L’avocate commence sa plaidoirie :

— Madame la procureure dit qu’il ne conteste rien, moi je pense surtout qu’il ne comprend rien. Monsieur se trompe même sur son âge. Il est incapable de dire qu’il habite chez sa mère. Il ne comprend aucune des questions qu’on lui pose, il répond oui comme il peut répondre non. Ses aveux n’ont donc aucune valeur. S’il devait y avoir condamnation, étant donné qu’il est schizophrène avec une grosse limitation intellectuelle, je demande soit une dispense de peine, soit une peine qui couvre le mois qu’il a déjà passé en prison, ou encore du sursis probatoire avec obligation de soin.

Quand le tribunal revient de délibération, il rejette la nullité, reconnaît l’altération du discernement, et condamne Younes S. à un an de prison, dont 8 mois avec sursis probatoire. Le président précise :

— Les 4 mois restants ne seront pas aménagés.

Le prévenu sera donc ramené à la prison de Seysses à la fin de l’audience.
********
Consignes>
1: Dans l’extrait, relevez toutes les solutions que l’avocate demande au tribunal s’il devait y avoir condamnation.
2: Réécrivez le passage de l’extrait qui va de « L’avocate commence sa » à « obligation de soin. », en remplaçant « sa mère » par « sa grand-mère ».

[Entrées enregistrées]
********
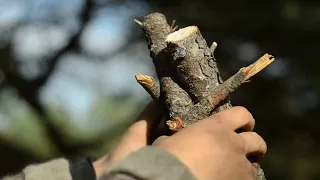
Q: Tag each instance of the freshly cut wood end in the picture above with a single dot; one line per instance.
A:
(145, 79)
(175, 124)
(138, 22)
(257, 66)
(182, 34)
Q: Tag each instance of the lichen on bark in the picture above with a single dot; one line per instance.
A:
(190, 86)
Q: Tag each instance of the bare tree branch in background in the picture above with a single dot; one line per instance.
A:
(29, 89)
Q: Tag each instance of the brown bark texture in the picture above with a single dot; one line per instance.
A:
(190, 86)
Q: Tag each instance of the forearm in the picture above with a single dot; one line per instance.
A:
(148, 163)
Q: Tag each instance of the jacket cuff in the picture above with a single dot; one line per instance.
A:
(151, 163)
(83, 169)
(51, 170)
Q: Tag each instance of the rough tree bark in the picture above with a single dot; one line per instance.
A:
(190, 86)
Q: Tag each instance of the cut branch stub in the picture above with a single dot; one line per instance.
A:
(190, 85)
(194, 65)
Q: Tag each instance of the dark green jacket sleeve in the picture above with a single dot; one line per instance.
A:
(51, 170)
(149, 163)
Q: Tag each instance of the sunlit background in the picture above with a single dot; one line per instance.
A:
(67, 67)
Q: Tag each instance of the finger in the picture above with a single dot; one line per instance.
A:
(236, 118)
(254, 144)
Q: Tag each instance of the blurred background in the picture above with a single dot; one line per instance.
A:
(67, 67)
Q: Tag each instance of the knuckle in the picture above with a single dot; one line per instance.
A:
(251, 173)
(262, 145)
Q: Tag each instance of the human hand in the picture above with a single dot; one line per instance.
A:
(212, 149)
(136, 137)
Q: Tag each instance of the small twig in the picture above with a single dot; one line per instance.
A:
(257, 66)
(213, 47)
(138, 22)
(148, 83)
(242, 76)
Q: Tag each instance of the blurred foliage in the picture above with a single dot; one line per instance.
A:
(89, 94)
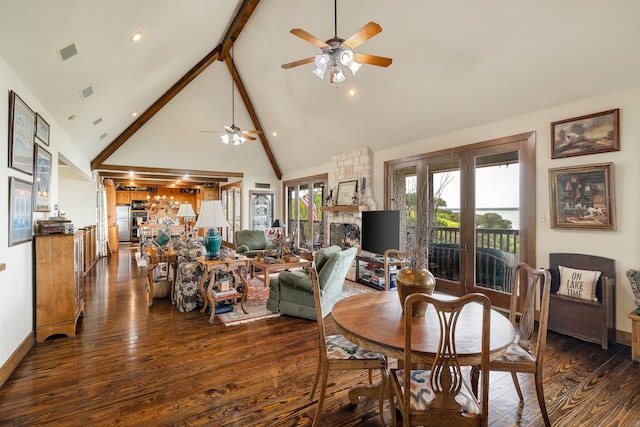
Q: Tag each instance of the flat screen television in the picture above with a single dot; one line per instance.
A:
(380, 231)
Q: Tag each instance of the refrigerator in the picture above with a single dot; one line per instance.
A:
(123, 218)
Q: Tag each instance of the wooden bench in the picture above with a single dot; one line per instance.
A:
(588, 320)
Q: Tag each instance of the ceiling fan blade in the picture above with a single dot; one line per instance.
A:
(362, 35)
(308, 37)
(300, 62)
(380, 61)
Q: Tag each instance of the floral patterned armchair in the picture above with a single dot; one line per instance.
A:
(187, 286)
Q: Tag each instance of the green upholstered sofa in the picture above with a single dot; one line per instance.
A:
(250, 242)
(291, 292)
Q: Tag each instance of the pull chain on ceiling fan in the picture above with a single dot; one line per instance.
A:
(338, 52)
(233, 134)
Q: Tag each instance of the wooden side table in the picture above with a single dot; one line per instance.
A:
(232, 265)
(154, 258)
(635, 335)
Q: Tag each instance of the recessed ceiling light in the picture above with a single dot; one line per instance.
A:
(135, 37)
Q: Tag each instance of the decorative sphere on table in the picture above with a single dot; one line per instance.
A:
(411, 281)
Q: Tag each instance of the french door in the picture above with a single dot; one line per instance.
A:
(305, 219)
(481, 212)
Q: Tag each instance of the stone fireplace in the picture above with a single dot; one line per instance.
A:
(344, 235)
(343, 223)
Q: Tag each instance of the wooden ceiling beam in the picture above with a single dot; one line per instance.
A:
(155, 107)
(236, 27)
(253, 115)
(169, 171)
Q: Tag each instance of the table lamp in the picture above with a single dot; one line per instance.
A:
(212, 217)
(186, 212)
(279, 225)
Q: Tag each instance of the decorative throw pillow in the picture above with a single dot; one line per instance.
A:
(578, 283)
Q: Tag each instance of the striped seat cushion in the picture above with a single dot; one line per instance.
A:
(515, 353)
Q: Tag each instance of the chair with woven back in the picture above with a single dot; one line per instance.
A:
(523, 355)
(338, 353)
(442, 395)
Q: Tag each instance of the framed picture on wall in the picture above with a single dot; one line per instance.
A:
(21, 133)
(591, 134)
(583, 197)
(42, 130)
(42, 180)
(20, 212)
(346, 192)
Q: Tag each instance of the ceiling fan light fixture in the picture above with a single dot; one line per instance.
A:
(321, 62)
(337, 76)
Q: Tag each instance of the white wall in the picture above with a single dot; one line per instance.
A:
(623, 245)
(16, 282)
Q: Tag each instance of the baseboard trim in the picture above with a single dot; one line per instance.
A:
(14, 360)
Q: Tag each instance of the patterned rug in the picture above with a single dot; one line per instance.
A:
(256, 303)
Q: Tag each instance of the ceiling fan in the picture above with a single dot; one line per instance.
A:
(233, 134)
(338, 52)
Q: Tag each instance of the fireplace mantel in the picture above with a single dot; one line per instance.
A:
(345, 209)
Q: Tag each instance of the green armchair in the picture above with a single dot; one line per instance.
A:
(250, 242)
(291, 292)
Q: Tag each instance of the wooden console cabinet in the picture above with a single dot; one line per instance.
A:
(59, 262)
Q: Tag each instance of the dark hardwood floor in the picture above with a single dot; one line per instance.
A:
(131, 365)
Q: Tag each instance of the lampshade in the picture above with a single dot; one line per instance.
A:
(186, 210)
(212, 217)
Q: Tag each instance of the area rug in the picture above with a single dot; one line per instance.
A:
********
Réponses>
1:
- une dispense de peine
- une peine qui couvre le mois déjà passé en prison
- du sursis probatoire avec obligation de soin

2:
L’avocate commence sa plaidoirie :

— Madame la procureure dit qu’il ne conteste rien, moi je pense surtout qu’il ne comprend rien. Monsieur se trompe même sur son âge. Il est incapable de dire qu’il habite chez sa grand-mère. Il ne comprend aucune des questions qu’on lui pose, il répond oui comme il peut répondre non. Ses aveux n’ont donc aucune valeur. S’il devait y avoir condamnation, étant donné qu’il est schizophrène avec une grosse limitation intellectuelle, je demande soit une dispense de peine, soit une peine qui couvre le mois qu’il a déjà passé en prison, ou encore du sursis probatoire avec obligation de soin.